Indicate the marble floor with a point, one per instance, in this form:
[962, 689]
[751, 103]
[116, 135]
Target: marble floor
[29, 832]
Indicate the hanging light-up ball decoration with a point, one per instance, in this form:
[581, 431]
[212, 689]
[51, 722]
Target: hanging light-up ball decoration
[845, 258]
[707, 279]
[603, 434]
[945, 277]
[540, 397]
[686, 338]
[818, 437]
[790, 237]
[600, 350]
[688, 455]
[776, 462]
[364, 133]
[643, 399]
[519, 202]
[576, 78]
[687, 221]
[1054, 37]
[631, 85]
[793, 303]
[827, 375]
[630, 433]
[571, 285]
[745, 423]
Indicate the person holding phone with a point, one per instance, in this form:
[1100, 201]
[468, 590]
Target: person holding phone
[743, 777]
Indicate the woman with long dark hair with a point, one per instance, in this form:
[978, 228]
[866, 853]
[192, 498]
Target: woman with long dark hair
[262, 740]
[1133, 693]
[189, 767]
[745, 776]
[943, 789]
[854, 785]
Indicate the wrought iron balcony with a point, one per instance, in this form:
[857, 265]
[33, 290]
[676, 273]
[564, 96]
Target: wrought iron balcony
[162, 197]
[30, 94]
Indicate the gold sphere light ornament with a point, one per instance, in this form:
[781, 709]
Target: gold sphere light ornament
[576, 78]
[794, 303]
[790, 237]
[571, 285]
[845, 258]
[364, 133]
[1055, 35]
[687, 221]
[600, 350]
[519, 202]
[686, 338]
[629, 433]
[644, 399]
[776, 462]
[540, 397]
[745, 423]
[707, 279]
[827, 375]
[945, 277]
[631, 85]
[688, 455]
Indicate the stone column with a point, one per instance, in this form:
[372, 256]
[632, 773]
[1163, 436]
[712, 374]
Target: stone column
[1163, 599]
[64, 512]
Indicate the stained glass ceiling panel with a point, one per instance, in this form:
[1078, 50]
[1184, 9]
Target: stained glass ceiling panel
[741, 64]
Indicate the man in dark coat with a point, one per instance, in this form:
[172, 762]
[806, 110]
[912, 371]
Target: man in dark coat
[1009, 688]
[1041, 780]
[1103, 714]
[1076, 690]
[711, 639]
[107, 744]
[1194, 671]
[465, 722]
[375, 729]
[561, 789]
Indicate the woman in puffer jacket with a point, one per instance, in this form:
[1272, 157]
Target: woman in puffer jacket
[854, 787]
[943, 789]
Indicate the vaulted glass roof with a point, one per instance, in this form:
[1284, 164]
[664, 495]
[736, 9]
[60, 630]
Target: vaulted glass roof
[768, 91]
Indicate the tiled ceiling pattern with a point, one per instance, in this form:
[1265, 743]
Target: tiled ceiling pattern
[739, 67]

────────────────────────────────────────

◆ DESCRIPTION OF THE TASK ◆
Find "point" in the preceding records. Copy each line that holds it.

◆ EXERCISE RESPONSE ◆
Indicate the marble floor with a point, one per instance, in this form:
Indicate the hanging light-up ball decoration with a point, one per instance, in this form:
Indicate the person holding phone with a point, one per instance, in this form:
Indicate the woman with long dark hair with a point, one per instance, in this form:
Indicate the wrought iron balcony with a point, one per instance, in this form:
Indicate the gold sphere light ornament with a point, one per instance, in this form:
Indicate the stone column with a point, one per instance, in this form:
Indicate the stained glass ceiling panel with a point, one per instance, in this form:
Indicate the man in dark coat with a point, one per instance, in this form:
Indicate the woman in puffer jacket with a point, one per instance, in this form:
Indicate the vaulted glass roof with a point, one per instance, in this form:
Indicate the tiled ceiling pattern with a point, one per instance, in this form:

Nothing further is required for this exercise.